* **SET EXERCISE**: Change every occurrence of "blue sky" to "clear sky" in the data below and leave everything else as it is.

* **INFORMATION PROVIDED**:
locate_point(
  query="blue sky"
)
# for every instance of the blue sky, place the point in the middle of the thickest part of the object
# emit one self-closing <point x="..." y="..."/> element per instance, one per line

* **SOLUTION TO THIS EXERCISE**:
locate_point(
  query="clear sky"
)
# for every instance of the clear sky, place the point in the middle of the thickest part of the object
# emit one self-closing <point x="..." y="..."/> element per instance, one per line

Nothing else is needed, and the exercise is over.